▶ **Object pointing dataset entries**

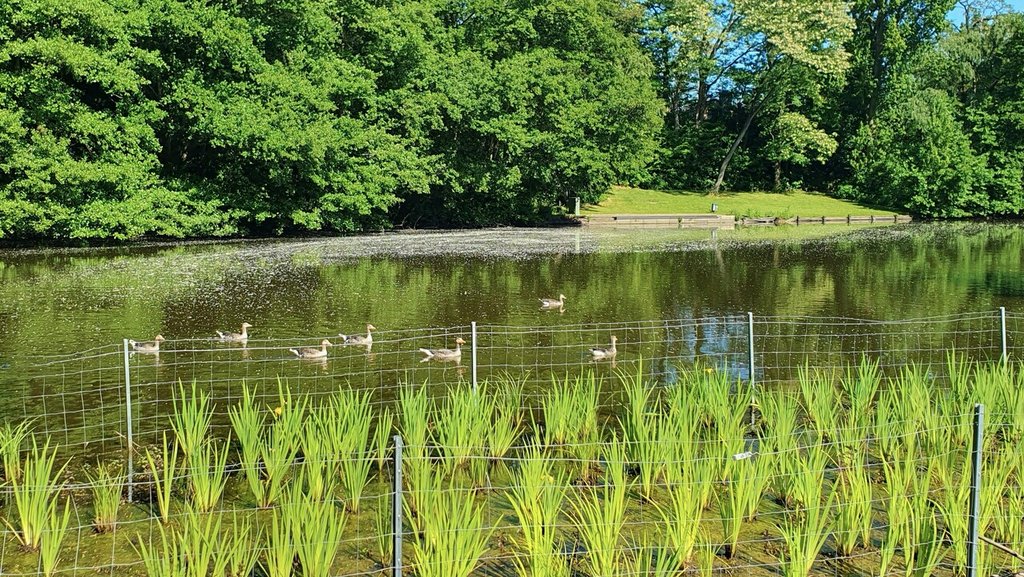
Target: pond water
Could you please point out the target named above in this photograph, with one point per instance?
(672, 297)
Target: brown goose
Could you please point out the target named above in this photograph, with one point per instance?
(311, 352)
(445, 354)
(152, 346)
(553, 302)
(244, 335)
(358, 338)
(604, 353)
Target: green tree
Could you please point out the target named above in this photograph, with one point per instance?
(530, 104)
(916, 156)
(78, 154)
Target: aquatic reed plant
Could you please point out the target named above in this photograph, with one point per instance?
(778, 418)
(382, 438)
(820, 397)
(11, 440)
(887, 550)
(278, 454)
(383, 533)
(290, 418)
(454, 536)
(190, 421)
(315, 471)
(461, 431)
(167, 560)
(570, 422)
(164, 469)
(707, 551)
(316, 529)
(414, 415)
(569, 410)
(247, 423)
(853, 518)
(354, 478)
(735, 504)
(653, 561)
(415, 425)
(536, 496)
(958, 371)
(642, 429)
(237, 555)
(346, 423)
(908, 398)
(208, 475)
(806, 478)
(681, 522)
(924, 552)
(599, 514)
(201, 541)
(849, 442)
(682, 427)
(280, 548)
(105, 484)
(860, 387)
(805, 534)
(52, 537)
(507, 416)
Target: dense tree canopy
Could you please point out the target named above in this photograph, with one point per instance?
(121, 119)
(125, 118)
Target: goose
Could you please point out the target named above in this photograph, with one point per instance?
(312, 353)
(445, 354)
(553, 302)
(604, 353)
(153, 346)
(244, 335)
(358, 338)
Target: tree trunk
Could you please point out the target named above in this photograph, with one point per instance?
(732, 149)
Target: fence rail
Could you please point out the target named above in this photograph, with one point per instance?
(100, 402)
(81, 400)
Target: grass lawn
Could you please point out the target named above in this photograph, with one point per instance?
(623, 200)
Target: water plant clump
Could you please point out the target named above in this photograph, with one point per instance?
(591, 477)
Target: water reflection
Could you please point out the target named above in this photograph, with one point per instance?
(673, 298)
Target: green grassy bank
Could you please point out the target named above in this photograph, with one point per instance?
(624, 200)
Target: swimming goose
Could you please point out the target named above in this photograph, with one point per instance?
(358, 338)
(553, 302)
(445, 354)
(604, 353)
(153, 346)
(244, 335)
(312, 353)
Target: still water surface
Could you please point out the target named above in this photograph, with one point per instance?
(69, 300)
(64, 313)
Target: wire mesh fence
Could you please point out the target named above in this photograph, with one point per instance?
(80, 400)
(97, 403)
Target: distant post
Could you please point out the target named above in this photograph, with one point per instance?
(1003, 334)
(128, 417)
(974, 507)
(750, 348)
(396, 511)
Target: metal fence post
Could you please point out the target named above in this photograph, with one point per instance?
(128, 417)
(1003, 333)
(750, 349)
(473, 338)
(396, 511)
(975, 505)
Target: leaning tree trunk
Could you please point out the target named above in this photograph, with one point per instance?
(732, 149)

▶ **WHAT IS BEING ASKED**
Can you update all of the entries above so that every "photograph" becomes "image" while everything else stays the same, leaving the pictures out of your answer?

▶ **RESULT**
Target: pond water
Could you please point out the target named above in this image, with one point per instance?
(672, 297)
Target: brown goose
Could you please point out the target named above in this image, with one point per instance?
(311, 352)
(445, 354)
(152, 346)
(553, 302)
(244, 335)
(358, 338)
(604, 353)
Target: green tree
Could you please point out the target named above in this image, with one point per instance?
(530, 104)
(916, 156)
(78, 154)
Target: aquatic reed plant
Could you please point out the target named above in this image, with one point per instance?
(778, 418)
(382, 438)
(820, 397)
(11, 440)
(887, 550)
(278, 454)
(383, 533)
(290, 418)
(454, 536)
(190, 421)
(315, 471)
(461, 431)
(167, 560)
(570, 422)
(164, 469)
(707, 551)
(316, 529)
(414, 415)
(569, 410)
(247, 423)
(853, 518)
(354, 478)
(735, 504)
(653, 561)
(415, 425)
(536, 496)
(958, 371)
(642, 429)
(237, 555)
(346, 423)
(908, 398)
(208, 475)
(806, 478)
(681, 522)
(924, 552)
(599, 514)
(201, 541)
(849, 442)
(682, 427)
(280, 548)
(105, 484)
(860, 387)
(805, 534)
(52, 537)
(507, 416)
Target: dense tree canopy
Could you please point out the target named above in this image, with one point per instance?
(121, 119)
(125, 118)
Target: goose
Could you please point out the target named above in this image, with one point per instance?
(312, 353)
(445, 354)
(553, 302)
(604, 353)
(153, 346)
(244, 335)
(358, 338)
Target: tree trunk
Could you please point out the target named above in this image, with one point per instance?
(732, 149)
Target: fence rail
Could you please point out the target named above in this image, with one point per instance?
(100, 402)
(81, 400)
Target: grass lawn
Could you please point out the target named above in this image, with one point per instance?
(623, 200)
Target: water plant clump
Could you please point out the target named above in this image, with one point per instance?
(591, 477)
Target: water reflection
Could you please point out the target named above in this image, with one point per instance?
(673, 298)
Target: green grassy bank
Could you please point out the target named above in this image, with one point per instance?
(624, 200)
Target: swimming goose
Could you please point out the target named above in this image, with one point per instance?
(358, 338)
(553, 302)
(445, 354)
(604, 353)
(153, 346)
(244, 335)
(312, 353)
Target: still water surface
Could you please point out the target named above in this image, with one point per instance?
(69, 300)
(64, 313)
Target: wire mesh fence
Could you please point out the target named above in this image, with one point per instance?
(80, 400)
(97, 403)
Target: distant post
Could you please point out the target named above in this image, with one point per instance?
(1003, 334)
(128, 417)
(974, 507)
(750, 348)
(396, 511)
Target: metal fence post
Could you please point out the target named above in this image, with one point per instance?
(128, 417)
(1003, 333)
(750, 349)
(473, 338)
(396, 511)
(975, 505)
Target: leaning tree trunk
Could you please point out the target named above in this image, with one point per instance?
(732, 149)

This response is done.